++++ Текст

-
"
Я был солдатом
"
- "Перед рейдом "
- "Подземный переход"
- "Шрам"
- "С точки зрения ночного портье"
- "Декалог"
- "Три цвета: синий"
Смерть Кшиштофа Кесьлевского в 1996 году, как и всякая ранняя смерть знаменитого человека, застала мир врасплох. И в то же время каждый, кто знал его творческую судьбу, подумал о неизбежности. Режиссер, работавший в небывалом для современного кино темпе, вдруг резко остановился и заявил, что "Три цвета" — его последнее слово в кинематографе, что он больше не будет снимать фильмов. Прошло еще совсем немного времени — и остановилось его сердце.
Кесьлевский был одним из последних авторов в кино, которые относились к нему не как к аттракциону или забаве, а как к моральному посланию. Он преодолел культурный барьер между Востоком и Западом, между Европой и Америкой, между кино классическим и современным. Он заставил людей конца XX века слушать себя. Вот почему он так спешил: он знал, что сегодня его еще способны услышать. Услышат ли завтра?
И в "Декалоге", и в трилогии "Три цвета" Кесьлевский несколько иронически брал на себя роль Бога, демиурга:
он правил судьбами своих персонажей, сталкивал их в парадоксальных ситуациях, а самых любимых героев трилогии спас в финале "Красного" при крушении парома, когда погибли все остальные. Неужели он столь же рационально рассчитал свою жизнь?
Если бы так, он был бы французом, а не поляком. Один поляк, преподававший в Лилле, свидетельствует, как после лекции встал студент и сказал: "У нас во Франции, если появляется новый мессия, готовый страдать за других, его тут же помещают в сумасшедший дом". "Не думаете ли вы, — поинтересовался педагог, — что так же следует поступать с народами?" В ответ прозвучало: "Да". Хотя путь Кесьлевского начинается на перекрестье дорог, проложенных романтиком Марселем Карне, аскетом Робером Брессоном, парадоксалистом Эриком Ромером и поэтом "мелочей жизни" Клодом Соте, ни один из его фильмов не выглядит "парижским". Пускай даже в них играют Жюльетт
Бинош, Жюли Дельпи и Ирен Жакоб, воплощая три колера французского флага.
Зато Кесьлевский мог бы быть, например, шведом. Только тогда бы его звали Ингмаром Бергманом, и он был бы столь же сомневающимся протестантом, сколь в реально прожитой жизни — неортодоксальным католиком. Такой, даже сугубо умственной, метаморфозы не выдержал бы никто другой из соотечественников Кесьлевского.

++++++++
++++ Исходные данные

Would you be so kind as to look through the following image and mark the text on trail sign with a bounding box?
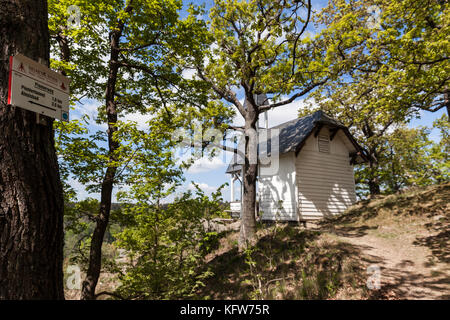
[8,54,70,121]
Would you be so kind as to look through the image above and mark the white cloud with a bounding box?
[181,69,197,80]
[233,100,305,128]
[188,182,217,194]
[121,112,154,130]
[187,157,226,174]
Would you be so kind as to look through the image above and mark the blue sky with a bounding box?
[66,0,444,201]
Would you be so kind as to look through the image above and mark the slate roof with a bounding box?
[226,110,365,173]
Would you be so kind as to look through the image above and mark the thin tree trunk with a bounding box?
[239,103,258,249]
[81,15,124,300]
[0,0,64,299]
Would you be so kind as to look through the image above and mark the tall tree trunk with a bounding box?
[239,103,258,249]
[367,159,381,196]
[0,0,64,299]
[81,1,133,300]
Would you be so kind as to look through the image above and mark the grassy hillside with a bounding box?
[197,183,450,299]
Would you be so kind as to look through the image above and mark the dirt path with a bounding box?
[326,222,450,300]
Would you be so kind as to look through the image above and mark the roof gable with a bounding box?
[226,110,365,173]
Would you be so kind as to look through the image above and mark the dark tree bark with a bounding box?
[239,100,258,249]
[81,1,133,300]
[0,0,64,299]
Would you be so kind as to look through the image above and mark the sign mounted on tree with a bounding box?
[8,54,70,121]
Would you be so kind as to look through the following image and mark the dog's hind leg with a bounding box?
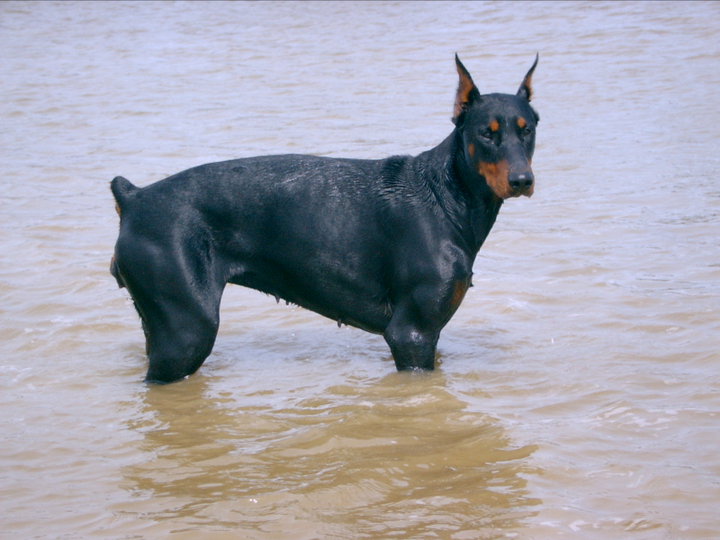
[116,237,225,384]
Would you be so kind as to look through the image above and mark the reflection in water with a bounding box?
[124,373,539,538]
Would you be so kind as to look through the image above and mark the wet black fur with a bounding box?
[111,54,538,383]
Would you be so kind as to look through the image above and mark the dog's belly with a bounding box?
[229,260,392,334]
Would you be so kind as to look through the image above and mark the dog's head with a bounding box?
[452,55,540,199]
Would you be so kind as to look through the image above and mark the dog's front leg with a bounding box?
[383,292,441,371]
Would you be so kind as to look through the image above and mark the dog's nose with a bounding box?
[508,171,535,192]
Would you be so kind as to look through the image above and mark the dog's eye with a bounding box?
[478,128,493,141]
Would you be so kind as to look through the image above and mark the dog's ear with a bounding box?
[453,53,480,125]
[517,53,540,101]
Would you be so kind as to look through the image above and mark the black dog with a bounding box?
[111,56,539,383]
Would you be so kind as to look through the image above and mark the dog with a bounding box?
[111,55,539,383]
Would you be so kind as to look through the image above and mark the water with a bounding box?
[0,2,720,540]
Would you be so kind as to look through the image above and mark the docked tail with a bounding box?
[110,176,140,287]
[110,176,140,217]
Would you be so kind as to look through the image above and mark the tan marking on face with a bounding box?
[478,160,512,199]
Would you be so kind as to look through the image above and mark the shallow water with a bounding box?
[0,2,720,540]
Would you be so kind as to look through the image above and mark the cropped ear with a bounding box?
[453,53,480,125]
[517,53,540,101]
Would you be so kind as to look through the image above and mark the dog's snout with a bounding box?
[508,171,535,191]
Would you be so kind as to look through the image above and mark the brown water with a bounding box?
[0,2,720,540]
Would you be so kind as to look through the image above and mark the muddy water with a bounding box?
[0,2,720,540]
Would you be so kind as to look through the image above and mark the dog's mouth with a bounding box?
[507,184,535,199]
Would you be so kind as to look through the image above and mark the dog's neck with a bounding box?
[415,130,503,255]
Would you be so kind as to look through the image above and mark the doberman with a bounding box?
[111,55,539,383]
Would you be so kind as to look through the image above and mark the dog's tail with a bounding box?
[110,176,140,218]
[110,176,140,287]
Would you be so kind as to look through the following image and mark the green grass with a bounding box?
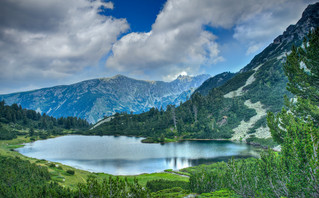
[0,136,188,189]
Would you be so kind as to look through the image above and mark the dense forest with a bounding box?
[190,28,319,197]
[85,27,301,145]
[0,28,319,198]
[0,101,90,140]
[86,56,291,145]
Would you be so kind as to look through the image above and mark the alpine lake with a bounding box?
[16,135,259,175]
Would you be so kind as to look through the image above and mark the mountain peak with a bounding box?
[273,2,319,44]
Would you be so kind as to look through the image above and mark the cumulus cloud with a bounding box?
[0,0,129,93]
[106,0,316,80]
[233,0,316,55]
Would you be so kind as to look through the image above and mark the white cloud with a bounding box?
[233,0,316,55]
[0,0,129,93]
[106,0,316,79]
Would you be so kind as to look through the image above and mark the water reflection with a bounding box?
[17,136,258,175]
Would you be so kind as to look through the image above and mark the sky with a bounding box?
[0,0,318,94]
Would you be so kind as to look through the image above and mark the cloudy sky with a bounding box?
[0,0,316,94]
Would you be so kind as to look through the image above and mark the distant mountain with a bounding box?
[194,3,319,140]
[194,72,235,96]
[0,74,210,123]
[91,3,319,146]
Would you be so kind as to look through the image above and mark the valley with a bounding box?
[0,1,319,198]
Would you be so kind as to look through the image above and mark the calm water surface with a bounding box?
[17,135,258,175]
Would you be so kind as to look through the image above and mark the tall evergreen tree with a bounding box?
[268,28,319,197]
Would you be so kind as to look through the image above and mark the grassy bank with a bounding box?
[0,136,188,188]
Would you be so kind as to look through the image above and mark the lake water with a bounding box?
[17,135,258,175]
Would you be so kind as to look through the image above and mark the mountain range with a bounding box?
[92,3,319,145]
[194,3,319,140]
[0,74,210,123]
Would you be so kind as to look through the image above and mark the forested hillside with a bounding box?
[0,101,90,140]
[89,3,319,145]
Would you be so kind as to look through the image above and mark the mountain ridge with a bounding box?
[0,74,210,123]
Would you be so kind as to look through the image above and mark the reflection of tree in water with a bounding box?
[165,155,251,169]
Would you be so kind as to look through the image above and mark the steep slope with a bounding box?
[0,75,209,123]
[198,3,319,140]
[194,72,235,96]
[92,3,319,144]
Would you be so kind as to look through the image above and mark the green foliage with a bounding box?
[0,156,73,198]
[198,189,238,198]
[66,170,75,175]
[146,179,189,192]
[76,176,149,198]
[151,187,189,198]
[0,123,17,140]
[190,28,319,197]
[268,28,319,197]
[0,101,90,140]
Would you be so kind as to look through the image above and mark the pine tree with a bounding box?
[267,28,319,197]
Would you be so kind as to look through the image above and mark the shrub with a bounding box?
[66,170,74,175]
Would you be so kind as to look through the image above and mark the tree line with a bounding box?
[0,101,90,139]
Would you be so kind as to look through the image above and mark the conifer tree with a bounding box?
[267,28,319,197]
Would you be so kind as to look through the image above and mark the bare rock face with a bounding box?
[0,74,210,123]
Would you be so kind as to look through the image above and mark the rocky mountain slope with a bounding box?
[91,3,319,146]
[0,74,210,123]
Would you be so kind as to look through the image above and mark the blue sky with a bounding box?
[0,0,316,94]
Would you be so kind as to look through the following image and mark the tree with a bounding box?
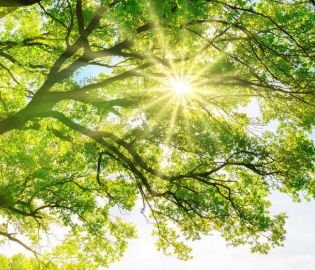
[0,0,315,269]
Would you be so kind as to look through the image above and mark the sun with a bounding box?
[171,80,189,95]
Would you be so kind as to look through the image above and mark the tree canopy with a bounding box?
[0,0,315,269]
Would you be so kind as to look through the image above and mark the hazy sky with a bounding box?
[0,67,315,270]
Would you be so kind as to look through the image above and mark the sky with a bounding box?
[0,66,315,270]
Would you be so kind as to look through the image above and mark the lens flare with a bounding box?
[171,80,189,95]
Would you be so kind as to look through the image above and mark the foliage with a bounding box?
[0,0,315,269]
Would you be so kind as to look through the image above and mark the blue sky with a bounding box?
[0,66,315,270]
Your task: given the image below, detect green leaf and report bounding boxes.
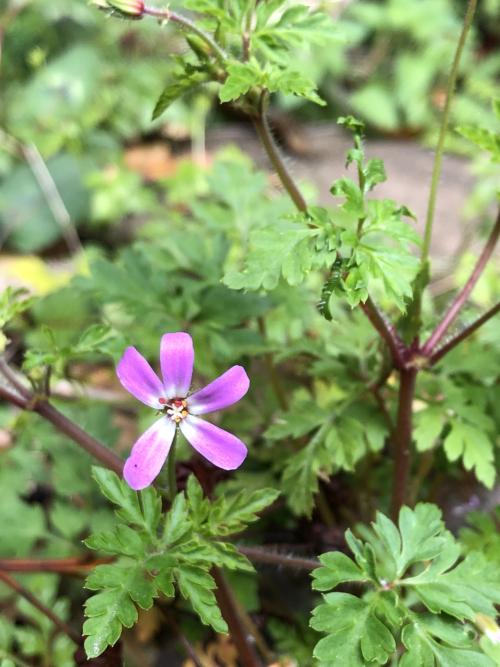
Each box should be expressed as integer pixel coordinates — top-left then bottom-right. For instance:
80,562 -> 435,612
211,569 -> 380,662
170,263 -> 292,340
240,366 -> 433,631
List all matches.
444,419 -> 496,489
312,551 -> 367,591
457,125 -> 500,162
175,566 -> 228,633
311,593 -> 396,667
413,406 -> 445,452
401,545 -> 500,620
151,63 -> 210,120
399,617 -> 494,667
224,221 -> 317,290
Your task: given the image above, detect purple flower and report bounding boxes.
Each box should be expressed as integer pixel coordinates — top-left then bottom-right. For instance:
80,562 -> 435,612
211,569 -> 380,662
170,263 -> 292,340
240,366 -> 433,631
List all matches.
116,332 -> 250,490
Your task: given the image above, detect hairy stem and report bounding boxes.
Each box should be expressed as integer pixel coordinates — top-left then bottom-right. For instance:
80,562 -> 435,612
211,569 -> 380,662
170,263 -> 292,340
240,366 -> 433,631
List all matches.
361,298 -> 405,368
167,428 -> 177,503
429,303 -> 500,365
212,567 -> 262,667
422,210 -> 500,356
253,92 -> 307,211
421,0 -> 477,267
391,368 -> 417,520
0,556 -> 114,574
143,7 -> 228,62
0,360 -> 123,476
0,570 -> 82,646
238,546 -> 321,570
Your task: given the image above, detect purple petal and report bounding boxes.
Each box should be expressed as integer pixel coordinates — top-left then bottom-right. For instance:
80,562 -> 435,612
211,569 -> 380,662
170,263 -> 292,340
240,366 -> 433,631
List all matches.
187,366 -> 250,415
123,417 -> 175,491
116,347 -> 164,408
160,332 -> 194,398
179,415 -> 247,470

++++++++

§ Задания:
1) В каком году умер Кшиштоф Кесьлевский, судя по тексту о нём?
2) Перепишите отрывок текста о Кесьлевском, начиная с «Зато Кесьлевский мог» и далее вплоть до «из соотечественников Кесьлевского.», заменив «шведом» на «датчанином».
Данные здесь никакой роли не играют.

§ Ответы к заданиям:
1) В 1996 году.

2)
Зато Кесьлевский мог бы быть, например, датчанином. Только тогда бы его звали Ингмаром Бергманом, и он был бы столь же сомневающимся протестантом, сколь в реально прожитой жизни — неортодоксальным католиком. Такой, даже сугубо умственной, метаморфозы не выдержал бы никто другой из соотечественников Кесьлевского.